Work to do:
Render the items below as a two-column CSV with the header text,answer. Give one row per item, with the item's wording under text and its answer under answer, each in a quoted field with any line breaks turned into spaces.

# # # # # # #

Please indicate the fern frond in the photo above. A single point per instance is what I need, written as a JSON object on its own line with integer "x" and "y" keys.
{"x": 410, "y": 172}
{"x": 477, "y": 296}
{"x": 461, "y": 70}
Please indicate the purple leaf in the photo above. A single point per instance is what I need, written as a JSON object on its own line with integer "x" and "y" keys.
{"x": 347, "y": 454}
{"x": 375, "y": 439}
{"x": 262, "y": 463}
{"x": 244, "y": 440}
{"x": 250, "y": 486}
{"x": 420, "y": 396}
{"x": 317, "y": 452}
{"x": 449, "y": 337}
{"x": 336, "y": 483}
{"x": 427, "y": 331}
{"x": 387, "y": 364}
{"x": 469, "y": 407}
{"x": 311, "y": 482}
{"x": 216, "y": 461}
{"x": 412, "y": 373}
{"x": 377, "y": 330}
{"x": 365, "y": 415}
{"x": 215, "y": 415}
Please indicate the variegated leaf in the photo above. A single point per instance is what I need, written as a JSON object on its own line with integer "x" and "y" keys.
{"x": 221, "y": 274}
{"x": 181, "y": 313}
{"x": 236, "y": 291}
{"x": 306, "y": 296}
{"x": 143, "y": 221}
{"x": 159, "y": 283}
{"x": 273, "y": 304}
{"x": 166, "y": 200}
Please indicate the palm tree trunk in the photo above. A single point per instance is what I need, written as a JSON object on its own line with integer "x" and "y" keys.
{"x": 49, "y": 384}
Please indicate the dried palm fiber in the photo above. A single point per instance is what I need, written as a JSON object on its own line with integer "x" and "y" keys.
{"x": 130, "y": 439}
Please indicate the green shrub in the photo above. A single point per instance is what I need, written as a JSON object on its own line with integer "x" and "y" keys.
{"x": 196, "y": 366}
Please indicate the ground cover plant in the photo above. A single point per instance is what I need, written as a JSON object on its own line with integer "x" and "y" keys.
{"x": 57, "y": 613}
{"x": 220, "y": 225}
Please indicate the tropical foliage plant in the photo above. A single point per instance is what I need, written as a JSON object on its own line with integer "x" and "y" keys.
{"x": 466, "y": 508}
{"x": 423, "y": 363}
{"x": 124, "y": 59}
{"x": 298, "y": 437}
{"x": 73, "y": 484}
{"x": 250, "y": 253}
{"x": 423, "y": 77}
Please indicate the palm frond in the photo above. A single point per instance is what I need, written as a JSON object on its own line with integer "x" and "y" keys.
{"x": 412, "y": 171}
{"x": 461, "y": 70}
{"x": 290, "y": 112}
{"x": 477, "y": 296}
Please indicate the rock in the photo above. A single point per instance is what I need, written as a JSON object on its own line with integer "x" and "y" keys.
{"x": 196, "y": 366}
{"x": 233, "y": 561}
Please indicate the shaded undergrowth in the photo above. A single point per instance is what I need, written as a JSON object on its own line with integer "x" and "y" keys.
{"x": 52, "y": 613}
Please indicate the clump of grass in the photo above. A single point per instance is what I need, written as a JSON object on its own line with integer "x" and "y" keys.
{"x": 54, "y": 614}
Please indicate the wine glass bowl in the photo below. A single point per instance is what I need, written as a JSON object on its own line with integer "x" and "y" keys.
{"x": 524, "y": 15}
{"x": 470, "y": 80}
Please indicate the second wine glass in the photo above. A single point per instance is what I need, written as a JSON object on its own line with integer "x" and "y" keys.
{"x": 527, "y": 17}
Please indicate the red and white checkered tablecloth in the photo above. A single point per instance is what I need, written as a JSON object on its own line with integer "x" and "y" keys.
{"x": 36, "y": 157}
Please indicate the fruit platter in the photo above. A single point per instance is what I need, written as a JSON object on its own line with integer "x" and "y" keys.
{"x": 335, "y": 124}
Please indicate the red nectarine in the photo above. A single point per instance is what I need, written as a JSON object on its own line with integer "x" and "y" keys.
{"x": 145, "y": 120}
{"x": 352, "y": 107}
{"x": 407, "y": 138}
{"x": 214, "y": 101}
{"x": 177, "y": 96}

# # # # # # #

Full solution:
text,answer
"Please indicate the fern frond in the photo above. A single point per instance is what I need, written as a JSON object on its own line with integer ""x"" and ""y"" keys.","{""x"": 410, ""y"": 172} {""x"": 477, ""y"": 296} {""x"": 461, ""y"": 70}"
"Please indicate the purple leaf in the photo above. A single point per instance is what I need, written as a JSON object on its own line with integer ""x"" and ""y"" keys.","{""x"": 347, ""y"": 454} {""x"": 375, ""y"": 439} {""x"": 262, ""y"": 463} {""x"": 244, ""y"": 440} {""x"": 250, ""y"": 486} {""x"": 420, ""y"": 396} {""x"": 317, ""y"": 452} {""x"": 449, ""y"": 337} {""x"": 336, ""y"": 483} {""x"": 427, ""y"": 331} {""x"": 387, ""y"": 364} {""x"": 469, ""y"": 407} {""x"": 311, ""y"": 482} {""x"": 216, ""y"": 461} {""x"": 412, ""y"": 373} {""x"": 377, ""y"": 330} {""x"": 365, ""y"": 415} {""x"": 215, ""y"": 415}"
"Please indicate the variegated leaf in the photo above. A single point per instance is what I need, written as a JSON object on its own line with integer ""x"" and ""y"" keys.","{""x"": 221, ""y"": 274} {""x"": 181, ""y"": 313} {""x"": 236, ""y"": 291} {""x"": 306, ""y"": 296} {""x"": 143, ""y"": 221} {""x"": 159, ""y"": 283} {""x"": 273, ""y"": 304} {""x"": 166, ""y"": 200}"
"Please indicate the palm tree trunk in the photo above. A single point per instance is what I need, written as a JSON object on its own line with integer ""x"" and ""y"" keys.","{""x"": 49, ""y"": 384}"
"Please indicate the dried palm fiber in the photo above. A single point per instance is what I need, written as a JSON object on its own line with integer ""x"" and ""y"" keys.","{""x"": 130, ""y"": 439}"
"Please indicate the green shrub in the photo above. A single point per instance is what I need, written as a JSON object on its own line with integer ""x"" and ""y"" keys.","{""x"": 196, ""y"": 366}"
"Please indicate the ground cover plant in the photo above. A single point per instance is what I need, written as a JSON object on its own line with integer ""x"" and ""y"" keys.","{""x"": 57, ""y"": 613} {""x"": 220, ""y"": 225}"
"Please indicate the tropical foliage plant in the photo above. A single point per instance is what I need, written as a JSON object on its own line with integer ""x"" and ""y"" keys.","{""x"": 466, ""y"": 508} {""x"": 423, ""y"": 363} {""x"": 124, ""y"": 59} {""x"": 298, ""y"": 437} {""x"": 73, ""y"": 484} {""x"": 250, ""y"": 253} {""x"": 423, ""y"": 77}"
"Please indicate the palm frond in the photo above. A single point per instance is what I need, written as a JSON object on its own line with integer ""x"" and ""y"" keys.","{""x"": 412, ""y"": 171} {""x"": 461, ""y"": 70} {""x"": 290, ""y"": 112} {""x"": 477, ""y"": 296}"
"Please indicate the rock in the photo above. A single point per instance is what I need, written as a JSON object on its own line with integer ""x"" and ""y"" keys.","{""x"": 196, ""y"": 366} {""x"": 233, ""y"": 561}"
"Please indicate the shaded undergrowth in the photo above. A single point per instance is what I need, written as a JSON object on its own line with integer ""x"" and ""y"" keys.","{""x"": 52, ""y"": 613}"
"Please indicate the clump of grass in the photo above. A single point per instance is what I need, written as a JSON object on its own line with integer ""x"" and ""y"" keys.","{""x"": 54, ""y"": 614}"
"Please indicate the wine glass bowl in the photo below. A single point per instance is what I need, written as a JSON object on its own line with integer ""x"" and ""y"" keys.","{""x"": 524, ""y"": 15} {""x"": 470, ""y"": 80}"
"Please indicate the second wine glass in the photo above. A single point per instance is what I need, written as a JSON object on its own line with integer ""x"" and ""y"" keys.","{""x"": 527, ""y"": 17}"
"Please indicate the red and white checkered tablecloth in the photo above. A single point per instance is what I need, written as a JSON object on its own line with integer ""x"" and ""y"" keys.","{""x"": 36, ""y"": 157}"
"Please indicate the fruit platter in the photo above. A single point per instance is what I need, written as a JSON object on its own line with integer ""x"" and ""y"" keys.","{""x"": 335, ""y"": 124}"
"Please indicate the red nectarine in the photo above. A single point per instance is what I need, written as a JSON object on its own line with integer ""x"" and ""y"" keys.","{""x"": 145, ""y"": 120} {""x"": 352, ""y"": 107} {""x"": 407, ""y"": 138} {""x"": 214, ""y"": 101} {""x"": 177, ""y"": 96}"